-- Directions for this task --
Please rescale the x and y coordinates in the answers for everything from the line containing "Please locate the flagstone" down to the end of the data, both ends included: multiply each by 0.85 and round to a whole number, with halves rounded up. Return only those lines, with all other wording unchanged.

---------- Records for the task

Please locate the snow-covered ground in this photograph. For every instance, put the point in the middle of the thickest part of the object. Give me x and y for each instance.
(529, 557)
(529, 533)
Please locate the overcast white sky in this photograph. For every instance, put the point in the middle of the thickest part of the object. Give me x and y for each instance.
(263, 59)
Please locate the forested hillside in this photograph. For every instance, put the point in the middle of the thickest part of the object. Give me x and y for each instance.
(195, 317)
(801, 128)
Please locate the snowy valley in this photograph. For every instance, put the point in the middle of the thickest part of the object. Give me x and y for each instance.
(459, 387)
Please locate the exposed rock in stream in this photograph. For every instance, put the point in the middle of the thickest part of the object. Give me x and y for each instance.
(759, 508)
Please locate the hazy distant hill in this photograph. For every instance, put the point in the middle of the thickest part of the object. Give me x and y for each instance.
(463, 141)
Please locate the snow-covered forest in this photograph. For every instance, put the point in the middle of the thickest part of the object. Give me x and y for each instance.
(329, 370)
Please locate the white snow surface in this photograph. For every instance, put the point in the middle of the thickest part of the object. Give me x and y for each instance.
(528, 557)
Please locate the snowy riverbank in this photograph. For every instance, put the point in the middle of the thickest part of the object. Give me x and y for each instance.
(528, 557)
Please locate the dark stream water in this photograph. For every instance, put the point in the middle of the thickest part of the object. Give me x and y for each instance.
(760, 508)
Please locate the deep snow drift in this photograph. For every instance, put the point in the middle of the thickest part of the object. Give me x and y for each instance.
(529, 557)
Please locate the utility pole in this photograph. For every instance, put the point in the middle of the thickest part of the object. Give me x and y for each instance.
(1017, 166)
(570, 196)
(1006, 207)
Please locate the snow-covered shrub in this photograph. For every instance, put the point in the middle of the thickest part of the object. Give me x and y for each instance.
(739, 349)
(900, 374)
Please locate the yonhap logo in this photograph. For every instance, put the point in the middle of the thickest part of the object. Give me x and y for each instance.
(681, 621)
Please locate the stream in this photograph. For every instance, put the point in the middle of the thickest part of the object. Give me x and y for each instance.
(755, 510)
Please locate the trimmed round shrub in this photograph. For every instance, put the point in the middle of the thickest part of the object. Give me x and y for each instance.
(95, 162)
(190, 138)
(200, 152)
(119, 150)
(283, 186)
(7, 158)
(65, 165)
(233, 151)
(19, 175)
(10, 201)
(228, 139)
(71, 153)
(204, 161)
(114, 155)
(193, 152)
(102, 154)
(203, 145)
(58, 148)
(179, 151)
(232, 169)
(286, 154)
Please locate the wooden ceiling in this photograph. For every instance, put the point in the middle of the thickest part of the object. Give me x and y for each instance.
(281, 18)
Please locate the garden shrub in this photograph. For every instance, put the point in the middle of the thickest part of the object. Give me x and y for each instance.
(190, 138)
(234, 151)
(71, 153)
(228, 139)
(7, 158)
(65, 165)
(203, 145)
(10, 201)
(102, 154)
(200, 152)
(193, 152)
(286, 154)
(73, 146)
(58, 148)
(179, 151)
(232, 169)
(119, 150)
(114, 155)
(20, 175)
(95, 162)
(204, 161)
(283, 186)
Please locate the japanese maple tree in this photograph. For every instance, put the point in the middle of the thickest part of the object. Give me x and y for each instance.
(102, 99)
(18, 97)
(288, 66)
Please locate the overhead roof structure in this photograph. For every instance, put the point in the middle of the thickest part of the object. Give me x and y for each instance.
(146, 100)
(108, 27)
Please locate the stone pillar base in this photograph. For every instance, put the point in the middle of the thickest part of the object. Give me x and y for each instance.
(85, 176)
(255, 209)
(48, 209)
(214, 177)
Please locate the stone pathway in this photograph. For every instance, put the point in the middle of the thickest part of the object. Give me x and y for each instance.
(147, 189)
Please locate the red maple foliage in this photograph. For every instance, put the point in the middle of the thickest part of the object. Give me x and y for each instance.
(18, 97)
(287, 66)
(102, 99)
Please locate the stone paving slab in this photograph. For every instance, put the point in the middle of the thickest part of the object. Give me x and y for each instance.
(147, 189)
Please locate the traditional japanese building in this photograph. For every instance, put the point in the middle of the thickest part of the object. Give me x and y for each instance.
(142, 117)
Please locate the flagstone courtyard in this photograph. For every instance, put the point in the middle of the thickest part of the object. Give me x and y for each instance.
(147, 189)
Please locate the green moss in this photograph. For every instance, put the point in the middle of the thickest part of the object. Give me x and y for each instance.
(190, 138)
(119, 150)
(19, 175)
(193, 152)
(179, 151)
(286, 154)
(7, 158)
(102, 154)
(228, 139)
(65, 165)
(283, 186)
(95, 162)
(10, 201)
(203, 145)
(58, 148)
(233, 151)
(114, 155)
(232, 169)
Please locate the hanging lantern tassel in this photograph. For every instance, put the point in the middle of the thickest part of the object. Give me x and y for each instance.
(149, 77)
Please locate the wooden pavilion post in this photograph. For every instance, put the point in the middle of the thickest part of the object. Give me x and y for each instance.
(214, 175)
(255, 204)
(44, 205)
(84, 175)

--------------------

-- Expected answer --
Please locate the flagstone courtyard in this photograph. For every instance, put the point in the middle of the thickest part of the object. Give me x and y for each instance.
(125, 161)
Please locate the green moss in this photograph. For every instance, put the point in the middle of the thickest part of the object. Give me x and y for each instance.
(162, 117)
(101, 128)
(16, 149)
(164, 129)
(152, 128)
(243, 131)
(6, 134)
(87, 131)
(194, 118)
(55, 140)
(241, 158)
(81, 138)
(9, 171)
(173, 123)
(49, 126)
(198, 128)
(97, 132)
(197, 144)
Please locate the hanging lantern tassel in this photograph. For every instance, put the point in the middle of the thickest part of the object. Give me x and y for each instance.
(127, 65)
Please locate the wooden pavilion post in this photograph. For every instance, put the point in the middle of the thickest part of the object. Give me x and y for each instance.
(182, 149)
(217, 173)
(37, 174)
(71, 149)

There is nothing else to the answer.